#### EXERCISE OBJECTIVE
From the first line to the last, print the records exactly.

#### Dataset entries
++++++

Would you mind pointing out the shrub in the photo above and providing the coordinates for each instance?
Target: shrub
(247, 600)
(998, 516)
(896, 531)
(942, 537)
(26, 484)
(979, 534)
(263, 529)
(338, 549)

++++++

#### SOLUTION FOR THIS EXERCISE
Would you mind pointing out the shrub in the photo above and providing the coordinates for each instance?
Target: shrub
(247, 600)
(998, 516)
(896, 531)
(942, 537)
(26, 484)
(979, 534)
(263, 529)
(338, 549)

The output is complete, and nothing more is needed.